**EXERCISE INSTRUCTIONS**
Your output should consist solely of the lines from the one with "Indicate the green foliage" through the end of the records, reproduced exactly, both ends included.

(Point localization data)
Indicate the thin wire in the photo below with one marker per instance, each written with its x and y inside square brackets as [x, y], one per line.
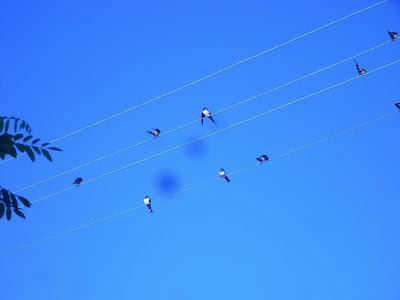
[213, 74]
[198, 119]
[245, 169]
[218, 131]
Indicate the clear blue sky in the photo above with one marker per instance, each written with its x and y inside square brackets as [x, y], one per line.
[321, 224]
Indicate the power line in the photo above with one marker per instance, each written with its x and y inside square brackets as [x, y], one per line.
[113, 216]
[212, 74]
[198, 119]
[218, 131]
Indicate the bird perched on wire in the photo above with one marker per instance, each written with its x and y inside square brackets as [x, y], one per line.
[147, 202]
[263, 158]
[206, 113]
[222, 174]
[393, 35]
[360, 70]
[78, 181]
[155, 132]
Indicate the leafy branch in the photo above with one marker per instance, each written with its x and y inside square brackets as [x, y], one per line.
[7, 122]
[11, 144]
[9, 203]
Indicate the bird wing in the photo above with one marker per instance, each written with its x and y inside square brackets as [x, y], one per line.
[211, 118]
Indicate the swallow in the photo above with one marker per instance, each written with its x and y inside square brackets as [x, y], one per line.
[155, 132]
[360, 70]
[222, 174]
[78, 181]
[206, 113]
[393, 35]
[262, 158]
[147, 202]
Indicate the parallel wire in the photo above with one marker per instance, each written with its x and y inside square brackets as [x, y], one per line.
[109, 218]
[198, 119]
[218, 131]
[212, 74]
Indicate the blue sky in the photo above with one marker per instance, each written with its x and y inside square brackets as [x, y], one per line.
[321, 224]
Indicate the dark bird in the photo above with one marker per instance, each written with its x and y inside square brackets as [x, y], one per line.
[360, 70]
[155, 132]
[206, 113]
[262, 158]
[393, 35]
[78, 181]
[147, 202]
[222, 174]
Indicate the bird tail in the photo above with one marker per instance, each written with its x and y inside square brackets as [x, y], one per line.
[150, 132]
[211, 118]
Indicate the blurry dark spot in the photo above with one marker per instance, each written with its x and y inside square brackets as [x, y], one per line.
[196, 149]
[167, 182]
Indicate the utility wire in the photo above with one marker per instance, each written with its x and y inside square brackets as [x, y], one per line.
[211, 75]
[218, 131]
[111, 217]
[198, 119]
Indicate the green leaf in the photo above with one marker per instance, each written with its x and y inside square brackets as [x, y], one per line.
[8, 213]
[19, 213]
[6, 197]
[20, 147]
[27, 138]
[47, 154]
[30, 153]
[37, 150]
[55, 148]
[7, 126]
[12, 151]
[16, 125]
[2, 209]
[14, 200]
[18, 136]
[24, 201]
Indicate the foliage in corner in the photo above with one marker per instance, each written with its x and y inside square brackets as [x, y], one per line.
[9, 203]
[13, 141]
[16, 138]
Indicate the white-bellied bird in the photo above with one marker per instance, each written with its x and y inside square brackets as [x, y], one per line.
[206, 113]
[147, 202]
[222, 174]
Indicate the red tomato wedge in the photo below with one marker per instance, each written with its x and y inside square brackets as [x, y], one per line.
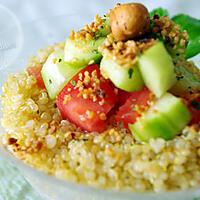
[36, 71]
[87, 99]
[123, 96]
[194, 107]
[134, 106]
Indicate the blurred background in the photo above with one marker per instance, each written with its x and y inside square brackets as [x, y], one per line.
[28, 10]
[44, 22]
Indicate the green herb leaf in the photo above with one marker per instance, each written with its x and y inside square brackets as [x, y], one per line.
[159, 11]
[130, 73]
[192, 26]
[196, 105]
[73, 83]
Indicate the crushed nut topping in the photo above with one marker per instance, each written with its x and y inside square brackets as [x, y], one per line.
[125, 53]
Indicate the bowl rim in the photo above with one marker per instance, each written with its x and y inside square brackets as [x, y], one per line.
[89, 189]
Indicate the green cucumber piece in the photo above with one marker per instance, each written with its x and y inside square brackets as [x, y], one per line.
[152, 125]
[174, 110]
[56, 73]
[157, 69]
[165, 119]
[123, 77]
[81, 52]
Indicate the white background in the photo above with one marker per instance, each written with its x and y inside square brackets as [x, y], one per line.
[29, 10]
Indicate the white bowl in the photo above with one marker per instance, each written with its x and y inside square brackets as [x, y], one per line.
[40, 34]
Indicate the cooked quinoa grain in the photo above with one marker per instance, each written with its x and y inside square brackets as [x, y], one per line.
[36, 134]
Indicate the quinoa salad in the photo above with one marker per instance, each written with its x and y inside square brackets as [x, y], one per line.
[115, 106]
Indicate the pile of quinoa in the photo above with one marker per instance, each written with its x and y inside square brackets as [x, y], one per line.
[36, 134]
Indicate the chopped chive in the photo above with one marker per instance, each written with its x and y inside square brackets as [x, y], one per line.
[196, 105]
[130, 73]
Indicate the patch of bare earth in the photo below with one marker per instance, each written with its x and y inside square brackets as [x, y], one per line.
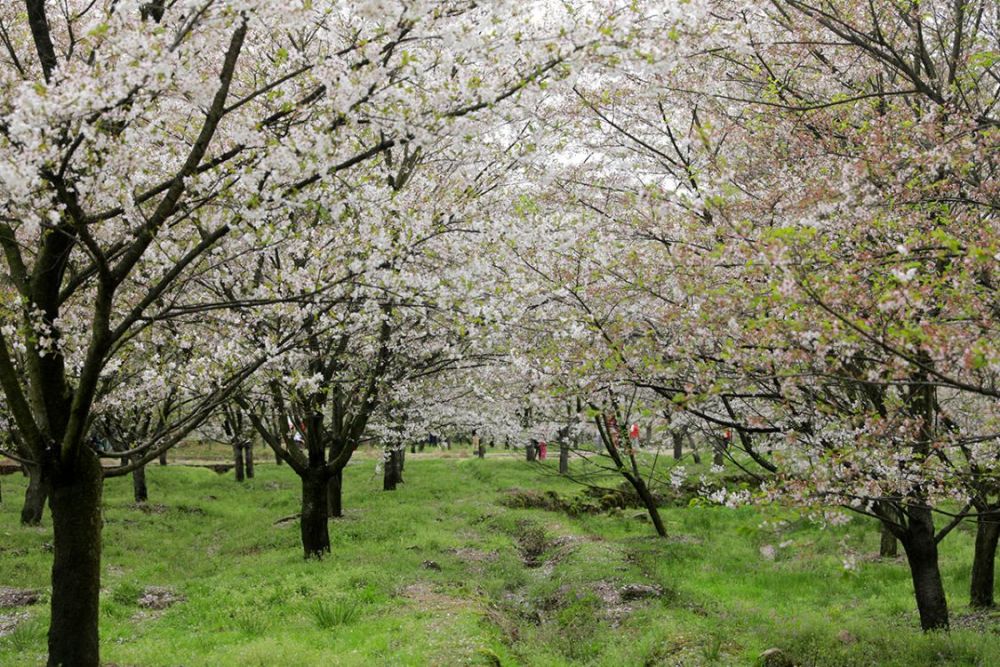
[18, 597]
[426, 598]
[9, 622]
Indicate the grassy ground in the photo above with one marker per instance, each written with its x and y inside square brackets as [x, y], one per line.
[440, 572]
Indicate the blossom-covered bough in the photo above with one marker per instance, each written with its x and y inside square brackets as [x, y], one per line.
[794, 236]
[140, 140]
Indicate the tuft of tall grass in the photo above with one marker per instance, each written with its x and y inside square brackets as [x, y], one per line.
[329, 614]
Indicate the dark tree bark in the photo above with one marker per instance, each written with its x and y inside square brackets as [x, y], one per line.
[918, 541]
[315, 534]
[678, 439]
[140, 492]
[639, 484]
[392, 473]
[76, 568]
[335, 508]
[238, 460]
[718, 457]
[888, 545]
[695, 455]
[248, 458]
[987, 534]
[39, 488]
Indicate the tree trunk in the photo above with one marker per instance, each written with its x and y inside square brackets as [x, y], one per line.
[649, 502]
[76, 567]
[140, 492]
[888, 546]
[238, 459]
[389, 470]
[39, 488]
[922, 556]
[248, 458]
[987, 534]
[334, 489]
[392, 470]
[678, 439]
[695, 456]
[315, 535]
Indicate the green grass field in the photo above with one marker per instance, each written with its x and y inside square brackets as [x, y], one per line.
[440, 572]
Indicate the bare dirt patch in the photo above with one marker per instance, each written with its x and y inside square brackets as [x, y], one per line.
[9, 622]
[18, 597]
[158, 598]
[426, 598]
[471, 555]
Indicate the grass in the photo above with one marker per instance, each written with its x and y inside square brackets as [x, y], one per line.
[440, 572]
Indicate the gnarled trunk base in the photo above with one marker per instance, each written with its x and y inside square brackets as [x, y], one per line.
[76, 567]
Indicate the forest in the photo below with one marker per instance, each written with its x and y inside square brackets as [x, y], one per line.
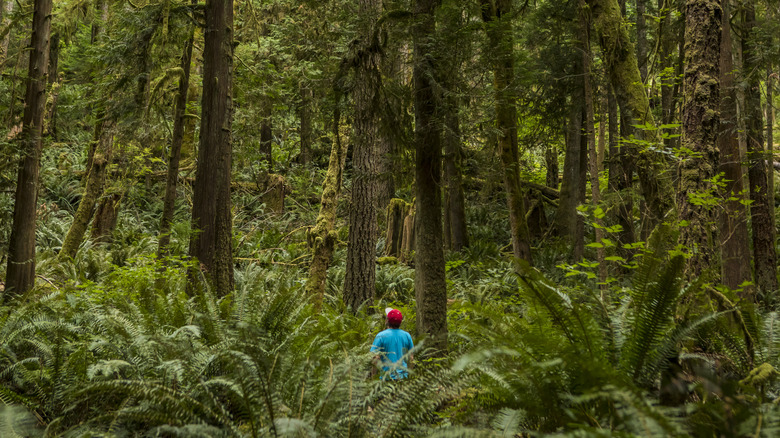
[205, 208]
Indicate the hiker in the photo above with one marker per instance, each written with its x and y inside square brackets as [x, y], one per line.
[390, 345]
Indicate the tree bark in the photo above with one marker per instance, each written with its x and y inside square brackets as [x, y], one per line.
[429, 281]
[211, 242]
[496, 14]
[762, 206]
[20, 272]
[696, 198]
[621, 62]
[177, 139]
[322, 238]
[360, 277]
[734, 250]
[96, 176]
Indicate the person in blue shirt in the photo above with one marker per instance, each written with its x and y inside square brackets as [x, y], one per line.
[390, 345]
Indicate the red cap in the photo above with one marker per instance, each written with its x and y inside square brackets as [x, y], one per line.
[394, 317]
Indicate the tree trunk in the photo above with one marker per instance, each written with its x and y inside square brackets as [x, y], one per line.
[397, 211]
[104, 138]
[497, 15]
[322, 238]
[20, 272]
[429, 281]
[696, 199]
[591, 138]
[211, 243]
[177, 139]
[360, 277]
[567, 223]
[304, 112]
[734, 250]
[621, 63]
[762, 206]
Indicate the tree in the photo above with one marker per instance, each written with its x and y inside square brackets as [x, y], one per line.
[734, 246]
[429, 281]
[211, 242]
[361, 252]
[497, 15]
[762, 206]
[696, 198]
[20, 274]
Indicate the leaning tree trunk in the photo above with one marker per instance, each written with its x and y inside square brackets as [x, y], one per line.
[622, 67]
[211, 242]
[96, 177]
[696, 198]
[762, 206]
[497, 16]
[177, 139]
[429, 281]
[360, 276]
[20, 273]
[322, 238]
[734, 247]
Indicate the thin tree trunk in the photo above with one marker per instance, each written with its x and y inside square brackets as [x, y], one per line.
[734, 249]
[591, 135]
[696, 199]
[169, 200]
[322, 238]
[621, 62]
[96, 176]
[20, 272]
[499, 30]
[762, 206]
[429, 281]
[360, 276]
[211, 243]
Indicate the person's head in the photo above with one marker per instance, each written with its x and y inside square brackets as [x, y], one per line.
[394, 317]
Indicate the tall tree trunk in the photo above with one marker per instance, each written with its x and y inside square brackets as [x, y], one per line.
[621, 63]
[620, 181]
[429, 281]
[591, 138]
[177, 139]
[696, 199]
[734, 249]
[304, 112]
[641, 38]
[211, 243]
[567, 223]
[20, 272]
[762, 206]
[497, 15]
[322, 238]
[360, 276]
[96, 176]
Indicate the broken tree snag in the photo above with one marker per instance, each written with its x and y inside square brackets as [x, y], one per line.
[407, 241]
[322, 238]
[396, 213]
[273, 190]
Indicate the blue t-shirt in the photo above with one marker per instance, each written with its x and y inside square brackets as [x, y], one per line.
[392, 344]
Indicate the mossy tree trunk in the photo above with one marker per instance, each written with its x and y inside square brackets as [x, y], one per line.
[177, 138]
[211, 241]
[497, 16]
[20, 272]
[96, 177]
[734, 244]
[360, 276]
[322, 238]
[762, 206]
[623, 71]
[429, 281]
[696, 197]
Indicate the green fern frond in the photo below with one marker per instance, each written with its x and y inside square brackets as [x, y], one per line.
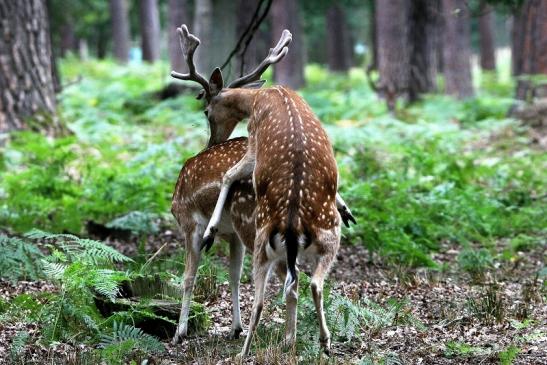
[18, 344]
[123, 332]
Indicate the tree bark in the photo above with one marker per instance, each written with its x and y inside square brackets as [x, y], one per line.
[177, 15]
[224, 36]
[393, 49]
[533, 48]
[150, 30]
[203, 29]
[487, 47]
[289, 71]
[120, 30]
[422, 52]
[338, 43]
[245, 13]
[457, 49]
[26, 85]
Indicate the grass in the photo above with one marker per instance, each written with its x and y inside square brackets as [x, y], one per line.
[435, 175]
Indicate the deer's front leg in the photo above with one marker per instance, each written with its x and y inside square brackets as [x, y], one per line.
[242, 169]
[344, 211]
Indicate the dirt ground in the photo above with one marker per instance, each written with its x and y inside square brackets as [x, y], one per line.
[455, 317]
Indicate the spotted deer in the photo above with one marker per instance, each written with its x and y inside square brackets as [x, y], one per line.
[199, 183]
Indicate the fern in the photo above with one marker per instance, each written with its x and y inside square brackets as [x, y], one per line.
[122, 333]
[18, 344]
[80, 249]
[19, 259]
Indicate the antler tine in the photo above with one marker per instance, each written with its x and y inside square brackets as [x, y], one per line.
[189, 43]
[274, 55]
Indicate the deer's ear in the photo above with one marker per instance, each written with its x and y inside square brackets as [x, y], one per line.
[254, 84]
[216, 83]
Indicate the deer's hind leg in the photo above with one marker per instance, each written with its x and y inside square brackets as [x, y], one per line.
[237, 253]
[261, 271]
[328, 242]
[193, 233]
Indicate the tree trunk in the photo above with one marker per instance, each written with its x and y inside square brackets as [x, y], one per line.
[373, 37]
[422, 30]
[224, 37]
[487, 47]
[26, 85]
[120, 30]
[203, 29]
[249, 61]
[338, 43]
[177, 15]
[393, 50]
[533, 48]
[69, 42]
[150, 30]
[457, 49]
[290, 71]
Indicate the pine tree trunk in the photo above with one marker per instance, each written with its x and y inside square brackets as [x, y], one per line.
[392, 33]
[533, 59]
[203, 29]
[178, 14]
[246, 9]
[487, 47]
[423, 67]
[150, 30]
[457, 49]
[224, 36]
[26, 85]
[290, 71]
[338, 43]
[120, 30]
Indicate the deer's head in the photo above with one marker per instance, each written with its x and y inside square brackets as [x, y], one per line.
[222, 104]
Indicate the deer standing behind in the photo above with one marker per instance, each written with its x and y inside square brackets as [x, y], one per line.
[295, 179]
[198, 187]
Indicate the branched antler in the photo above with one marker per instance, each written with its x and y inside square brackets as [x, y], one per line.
[189, 43]
[274, 55]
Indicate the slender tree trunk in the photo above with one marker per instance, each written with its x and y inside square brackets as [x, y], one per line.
[517, 42]
[224, 36]
[120, 30]
[289, 71]
[203, 29]
[150, 30]
[69, 42]
[534, 48]
[393, 49]
[178, 14]
[423, 68]
[26, 85]
[486, 32]
[457, 49]
[245, 13]
[373, 36]
[338, 43]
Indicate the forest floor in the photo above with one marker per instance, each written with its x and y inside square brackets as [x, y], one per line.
[443, 317]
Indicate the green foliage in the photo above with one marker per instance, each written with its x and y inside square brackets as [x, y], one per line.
[123, 340]
[508, 356]
[18, 344]
[19, 260]
[475, 262]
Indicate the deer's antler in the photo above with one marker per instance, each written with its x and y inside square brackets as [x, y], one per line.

**TASK ANSWER**
Indicate the green foliage in the photo above with one marker per instance, each written with its x and y inside square brackets as [x, y], one per line.
[123, 340]
[508, 356]
[18, 344]
[19, 260]
[475, 262]
Indicate the deer's antler in the photo above with one marker per instance, each written with its x and y inside square brackets as [x, y], one per line.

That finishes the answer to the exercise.